─── GIVEN DATA

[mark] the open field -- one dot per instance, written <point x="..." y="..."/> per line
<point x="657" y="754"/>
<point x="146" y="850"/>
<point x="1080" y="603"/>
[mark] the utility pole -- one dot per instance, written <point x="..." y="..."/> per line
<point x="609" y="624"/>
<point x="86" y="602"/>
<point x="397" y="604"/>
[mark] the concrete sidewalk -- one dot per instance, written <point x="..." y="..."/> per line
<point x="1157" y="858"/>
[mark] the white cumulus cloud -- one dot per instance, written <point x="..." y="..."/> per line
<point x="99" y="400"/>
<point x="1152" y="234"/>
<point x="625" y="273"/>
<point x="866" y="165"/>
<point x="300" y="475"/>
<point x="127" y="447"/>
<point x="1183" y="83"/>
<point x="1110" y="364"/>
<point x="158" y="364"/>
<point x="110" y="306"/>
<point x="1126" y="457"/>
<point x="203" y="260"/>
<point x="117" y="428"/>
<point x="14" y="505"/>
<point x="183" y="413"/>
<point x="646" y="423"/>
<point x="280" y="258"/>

──────

● REQUIRED ACTION
Keep every word the same and copy out all of the entries.

● SOLVED EXERCISE
[mark] the open field -- one dot per instance, written <point x="..." y="..."/> per line
<point x="657" y="754"/>
<point x="146" y="850"/>
<point x="1080" y="603"/>
[mark] the utility pole -- one dot per instance, written <point x="..." y="..."/> per line
<point x="609" y="624"/>
<point x="86" y="602"/>
<point x="397" y="604"/>
[mark] the concrete sidewalk -- one dot per instance, written <point x="..." y="..."/> per line
<point x="1157" y="858"/>
[mark] the white cumulus cloud -- one dot per instance, written <point x="..." y="..."/> per line
<point x="99" y="400"/>
<point x="1152" y="234"/>
<point x="625" y="273"/>
<point x="866" y="165"/>
<point x="300" y="475"/>
<point x="127" y="447"/>
<point x="1183" y="83"/>
<point x="1110" y="364"/>
<point x="158" y="364"/>
<point x="110" y="306"/>
<point x="1126" y="457"/>
<point x="203" y="260"/>
<point x="117" y="428"/>
<point x="14" y="505"/>
<point x="183" y="413"/>
<point x="646" y="423"/>
<point x="280" y="258"/>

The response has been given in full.